Count how many lines in the entries below contain the string "ceiling" (case-sensitive), and give only that number.

Material provided:
^^^^^^^^^^^^^^^^

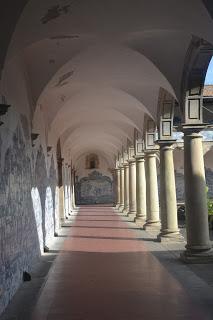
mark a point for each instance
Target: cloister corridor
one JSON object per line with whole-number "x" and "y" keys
{"x": 108, "y": 268}
{"x": 106, "y": 159}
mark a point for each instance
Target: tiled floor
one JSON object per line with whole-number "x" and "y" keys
{"x": 106, "y": 271}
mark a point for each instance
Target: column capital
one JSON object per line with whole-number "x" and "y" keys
{"x": 167, "y": 144}
{"x": 151, "y": 154}
{"x": 195, "y": 128}
{"x": 140, "y": 157}
{"x": 125, "y": 164}
{"x": 132, "y": 160}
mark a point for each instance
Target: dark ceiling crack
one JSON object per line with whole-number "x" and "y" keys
{"x": 63, "y": 79}
{"x": 64, "y": 37}
{"x": 54, "y": 12}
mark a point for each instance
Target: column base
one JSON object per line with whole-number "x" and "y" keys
{"x": 120, "y": 209}
{"x": 197, "y": 258}
{"x": 152, "y": 225}
{"x": 140, "y": 220}
{"x": 132, "y": 214}
{"x": 170, "y": 237}
{"x": 125, "y": 211}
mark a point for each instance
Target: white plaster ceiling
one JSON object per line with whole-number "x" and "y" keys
{"x": 95, "y": 67}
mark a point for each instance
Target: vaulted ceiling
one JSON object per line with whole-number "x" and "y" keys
{"x": 95, "y": 67}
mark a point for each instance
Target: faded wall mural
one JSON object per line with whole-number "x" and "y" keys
{"x": 94, "y": 189}
{"x": 27, "y": 207}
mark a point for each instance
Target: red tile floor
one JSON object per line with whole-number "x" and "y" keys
{"x": 105, "y": 272}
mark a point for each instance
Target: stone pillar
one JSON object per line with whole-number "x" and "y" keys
{"x": 168, "y": 202}
{"x": 118, "y": 183}
{"x": 152, "y": 199}
{"x": 140, "y": 190}
{"x": 121, "y": 207}
{"x": 198, "y": 248}
{"x": 132, "y": 187}
{"x": 73, "y": 190}
{"x": 126, "y": 188}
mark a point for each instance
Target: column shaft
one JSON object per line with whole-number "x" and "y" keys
{"x": 152, "y": 198}
{"x": 121, "y": 207}
{"x": 118, "y": 183}
{"x": 140, "y": 189}
{"x": 168, "y": 201}
{"x": 198, "y": 243}
{"x": 126, "y": 188}
{"x": 132, "y": 187}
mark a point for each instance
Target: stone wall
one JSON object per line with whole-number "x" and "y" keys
{"x": 27, "y": 206}
{"x": 94, "y": 189}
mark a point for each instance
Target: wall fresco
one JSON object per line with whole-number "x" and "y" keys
{"x": 94, "y": 189}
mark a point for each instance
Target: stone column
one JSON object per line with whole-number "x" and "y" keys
{"x": 152, "y": 199}
{"x": 121, "y": 207}
{"x": 198, "y": 248}
{"x": 73, "y": 190}
{"x": 126, "y": 188}
{"x": 118, "y": 183}
{"x": 168, "y": 202}
{"x": 140, "y": 190}
{"x": 132, "y": 187}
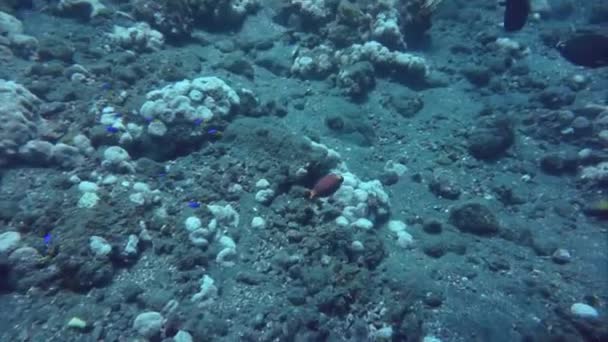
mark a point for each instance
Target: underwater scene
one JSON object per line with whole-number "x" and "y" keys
{"x": 304, "y": 170}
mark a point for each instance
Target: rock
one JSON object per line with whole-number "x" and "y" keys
{"x": 559, "y": 163}
{"x": 582, "y": 310}
{"x": 9, "y": 241}
{"x": 432, "y": 227}
{"x": 148, "y": 324}
{"x": 477, "y": 75}
{"x": 474, "y": 218}
{"x": 357, "y": 80}
{"x": 561, "y": 256}
{"x": 556, "y": 97}
{"x": 492, "y": 141}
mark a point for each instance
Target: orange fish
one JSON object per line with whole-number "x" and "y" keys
{"x": 326, "y": 186}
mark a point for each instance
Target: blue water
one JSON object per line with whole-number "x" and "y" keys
{"x": 302, "y": 170}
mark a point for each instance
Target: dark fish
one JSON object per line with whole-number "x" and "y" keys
{"x": 588, "y": 50}
{"x": 516, "y": 14}
{"x": 194, "y": 204}
{"x": 112, "y": 129}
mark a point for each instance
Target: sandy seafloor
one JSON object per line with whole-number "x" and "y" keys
{"x": 473, "y": 208}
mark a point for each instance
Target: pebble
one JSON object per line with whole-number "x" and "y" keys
{"x": 583, "y": 310}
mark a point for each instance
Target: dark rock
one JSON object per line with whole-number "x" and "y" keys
{"x": 474, "y": 218}
{"x": 297, "y": 296}
{"x": 55, "y": 49}
{"x": 444, "y": 188}
{"x": 433, "y": 299}
{"x": 249, "y": 278}
{"x": 8, "y": 209}
{"x": 582, "y": 127}
{"x": 434, "y": 250}
{"x": 559, "y": 163}
{"x": 334, "y": 122}
{"x": 406, "y": 106}
{"x": 477, "y": 75}
{"x": 389, "y": 177}
{"x": 492, "y": 141}
{"x": 239, "y": 66}
{"x": 357, "y": 80}
{"x": 432, "y": 227}
{"x": 556, "y": 97}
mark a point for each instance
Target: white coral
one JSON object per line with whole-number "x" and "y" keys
{"x": 139, "y": 37}
{"x": 190, "y": 100}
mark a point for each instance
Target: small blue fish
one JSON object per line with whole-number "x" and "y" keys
{"x": 111, "y": 129}
{"x": 48, "y": 238}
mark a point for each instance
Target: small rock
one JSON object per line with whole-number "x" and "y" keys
{"x": 561, "y": 256}
{"x": 583, "y": 310}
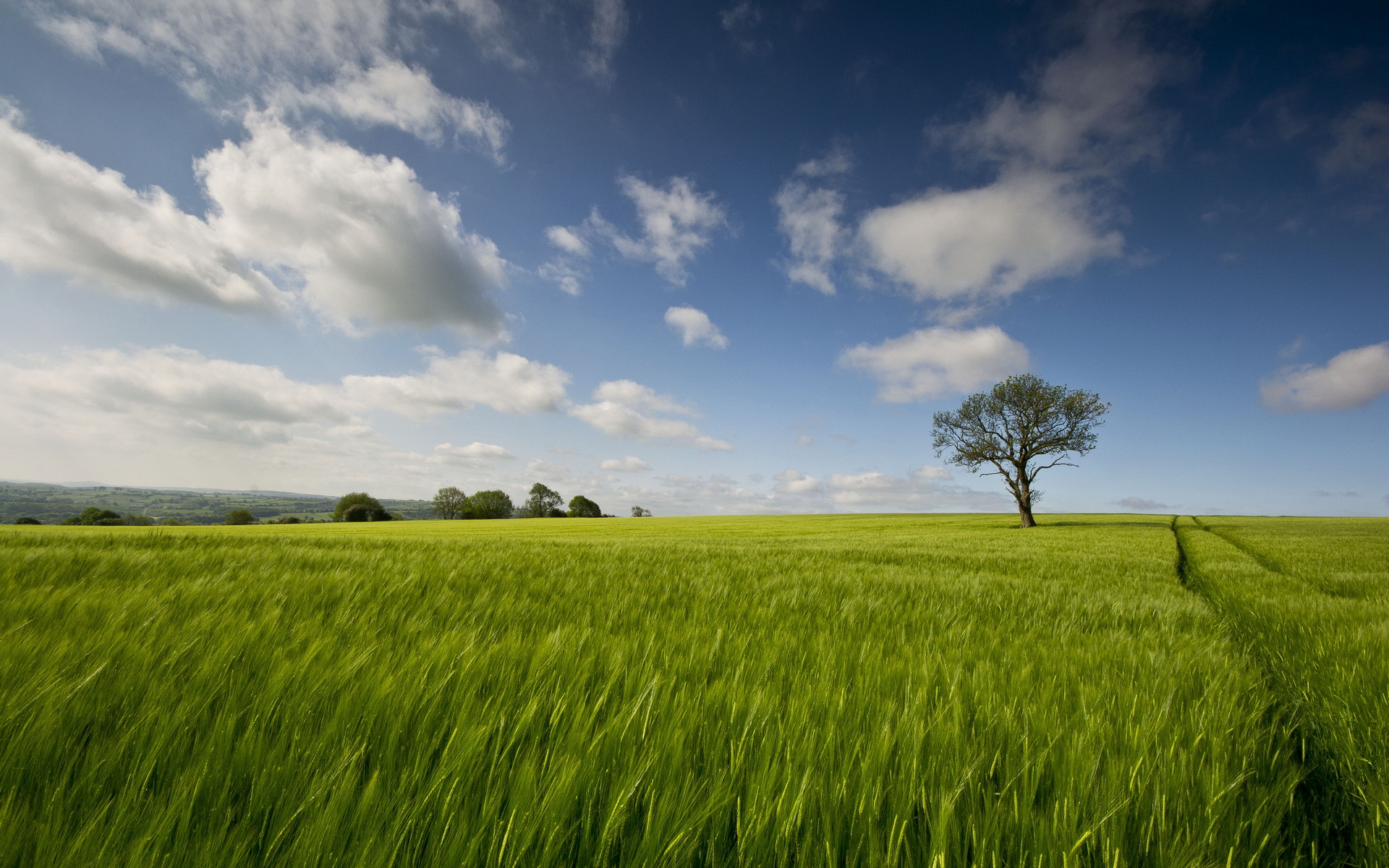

^^^^^^^^^^^^^^^^

Exercise response: 3